Meanwhile, Indian CPI came as 1.54% for June against estimate of 1.70% (prior: 2.18%) helped by fall in food inflation; IIP for April came as 1.7% (YOY) against estimate of 1.9% (prior: 2.7%). Core CPI may be now hovering around 3.5-4%; but still sticky.

Overall, RBI may cut 0.25% in Aug, but it may be one off in CY-2017 (hawkish cut) and going forward RBI/MPC may closely watch effect of GST, HRA(7-CPC arrears) on core inflation & seasonal factors on food inflation and may be in a “wait & watch” mode. Apart from these, transmission factors & high small savings rates and attractive Indian bond yields may be some of the other reasons for which RBI may also stay “neutral” in the coming months.

Another point may be also that sudden plunge in inflation may be also an indication of economic activity contraction and lack of demand after demonetization.

Anyway, the dual combination of lower headline CPI (at five years low) along with tepid IIP may put more pressure on RBI to act (cut) in Aug; but the big question is will RBI oblige, when all the major global central banks are perusing for a QT path ?

Asia-Pacific market update:

Elsewhere, Australia (ASX-200) was closed around 5676, almost down by 0.90% on strength of AUDUSD and dragged by Banks. Japan (Nikkei-225) is trading around 20097, down by almost 0.50% as Yen got strength after epic fall of USDJPY yesterday amid US/Trump political turmoil.

China (SSE) was closed in negative around 3190 (-0.38%) amid clampdown on insider trading despite PBOC infused 20 bln Yuan today in the money market after nearly two weeks as corporate China may face some liquidity crunch for the forthcoming tax payments.
Hong Kong (KKG-33/HSI) was trading in green around 26030 (+0.50%) supported by earnings optimism of China based banks and is basically driving the Asia market sentiment including India.

Oil is now trading around 45.90, almost up by 1.78% after a roller coaster drive yesterday amid OPEC squabbling. After initial plunge to below $44 handle following reports of Saudi breach of OPEC agreement, Oil got support from the 43.70 level as OPEC confirmed 97% overall production cut compliance in June. 

Also EIA trims down both US crude production estimate along with slight downward revision for 2017-18 global oil demand which may be positive for Oil as it is indicating rebalancing of oil supply & demand by 2018 (faster than market is expecting).

» **Instruction 1**
In the listing that follows, report every line that contains the string "bridge".

» **Provided material**
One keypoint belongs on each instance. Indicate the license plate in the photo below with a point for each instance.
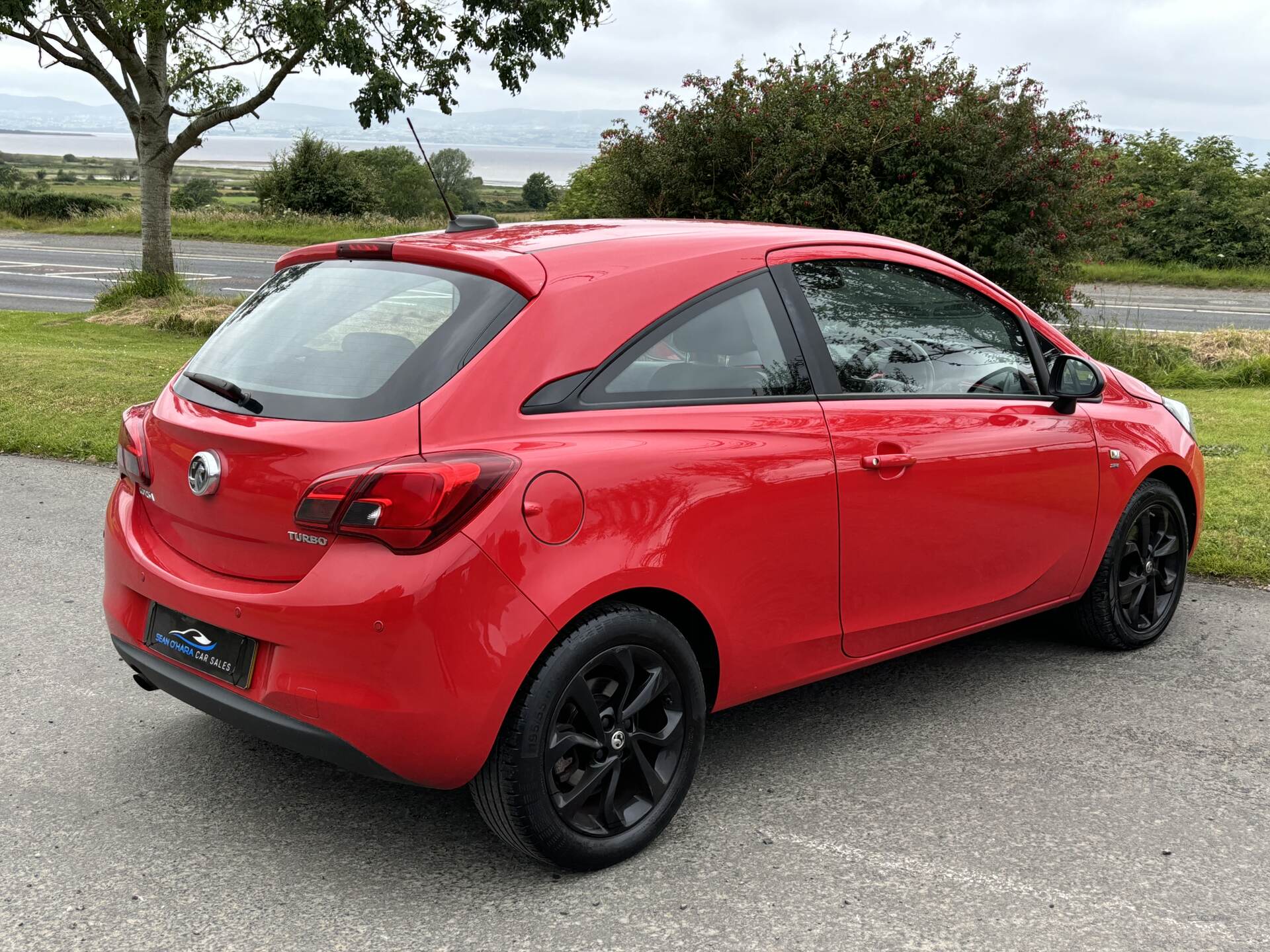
...
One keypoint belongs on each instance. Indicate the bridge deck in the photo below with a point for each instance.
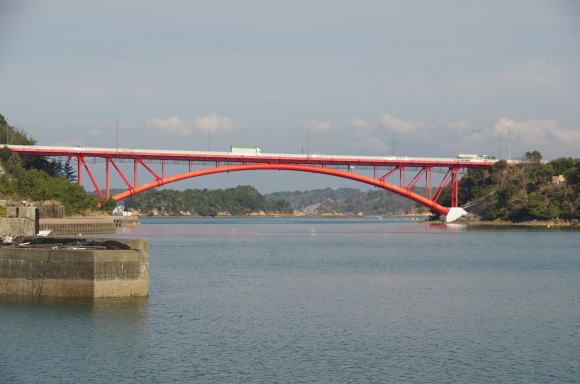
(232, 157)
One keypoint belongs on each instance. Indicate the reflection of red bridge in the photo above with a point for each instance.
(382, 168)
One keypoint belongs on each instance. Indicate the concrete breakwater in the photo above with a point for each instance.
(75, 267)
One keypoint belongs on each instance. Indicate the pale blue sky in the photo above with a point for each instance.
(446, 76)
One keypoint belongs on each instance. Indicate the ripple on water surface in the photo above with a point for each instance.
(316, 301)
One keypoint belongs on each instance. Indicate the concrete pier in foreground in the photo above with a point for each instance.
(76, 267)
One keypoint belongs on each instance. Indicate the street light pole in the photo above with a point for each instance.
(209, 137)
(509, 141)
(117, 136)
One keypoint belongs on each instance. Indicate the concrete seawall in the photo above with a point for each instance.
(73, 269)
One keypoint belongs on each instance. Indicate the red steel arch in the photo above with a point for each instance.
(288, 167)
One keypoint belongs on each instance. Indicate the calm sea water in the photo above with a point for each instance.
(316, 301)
...
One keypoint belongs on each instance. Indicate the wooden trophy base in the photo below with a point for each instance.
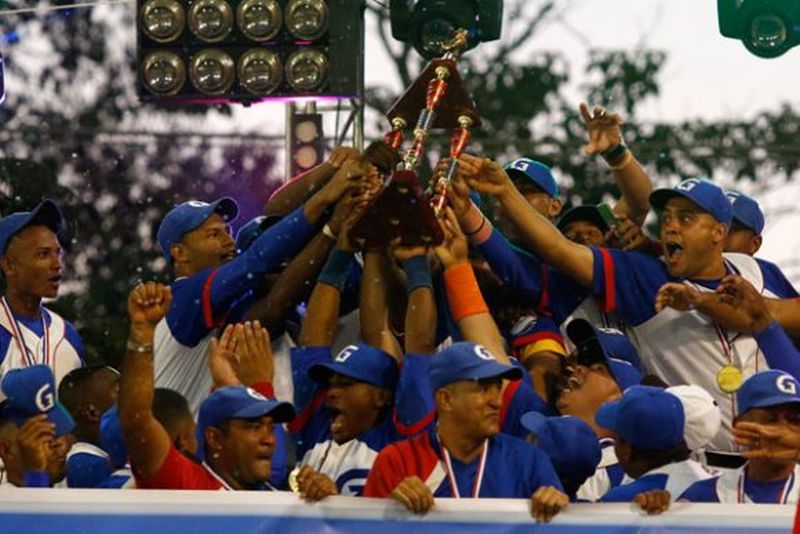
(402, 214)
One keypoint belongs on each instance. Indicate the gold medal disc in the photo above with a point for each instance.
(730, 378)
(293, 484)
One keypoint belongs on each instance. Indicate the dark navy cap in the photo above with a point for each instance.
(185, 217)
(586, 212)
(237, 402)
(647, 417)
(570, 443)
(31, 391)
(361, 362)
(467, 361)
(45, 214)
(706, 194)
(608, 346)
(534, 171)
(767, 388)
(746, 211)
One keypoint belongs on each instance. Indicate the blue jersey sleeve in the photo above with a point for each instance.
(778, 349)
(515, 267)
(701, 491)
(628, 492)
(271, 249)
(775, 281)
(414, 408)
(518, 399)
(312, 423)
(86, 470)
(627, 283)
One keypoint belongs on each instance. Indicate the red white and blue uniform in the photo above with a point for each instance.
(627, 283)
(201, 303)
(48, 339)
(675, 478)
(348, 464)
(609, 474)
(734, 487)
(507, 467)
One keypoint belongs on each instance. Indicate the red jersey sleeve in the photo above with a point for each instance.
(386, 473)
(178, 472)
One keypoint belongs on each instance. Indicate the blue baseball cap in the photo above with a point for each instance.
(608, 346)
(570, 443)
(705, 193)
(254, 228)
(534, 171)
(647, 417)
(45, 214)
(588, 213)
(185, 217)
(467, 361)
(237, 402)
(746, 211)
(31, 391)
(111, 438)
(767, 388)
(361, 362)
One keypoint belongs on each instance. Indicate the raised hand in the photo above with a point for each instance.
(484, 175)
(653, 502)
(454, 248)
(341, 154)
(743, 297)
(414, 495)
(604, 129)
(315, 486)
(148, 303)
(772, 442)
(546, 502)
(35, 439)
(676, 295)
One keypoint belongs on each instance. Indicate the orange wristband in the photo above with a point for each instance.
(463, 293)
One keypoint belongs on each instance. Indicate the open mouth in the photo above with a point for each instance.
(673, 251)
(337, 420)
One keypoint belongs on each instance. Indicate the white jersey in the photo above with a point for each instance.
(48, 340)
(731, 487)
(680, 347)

» **Instruction 2**
Condense the paragraph of the market commentary beginning "Oil is now trading around" into a short bulleted list that keeps its main facts.

» **Output 1**
One keypoint belongs on each instance. Indicate the bridge deck in the photo below with a point for each instance.
One keypoint belongs on each instance. Indicate the reflection of red bridge in the photo above with a point for each instance.

» **Output 2**
- Oil is trading around 45.90, up almost 1.78%.
- Yesterday it swung sharply amid OPEC squabbling.
- It first plunged below $44 after reports of a Saudi breach of the OPEC agreement.
- It then found support at 43.70 after OPEC confirmed 97% overall production cut compliance in June.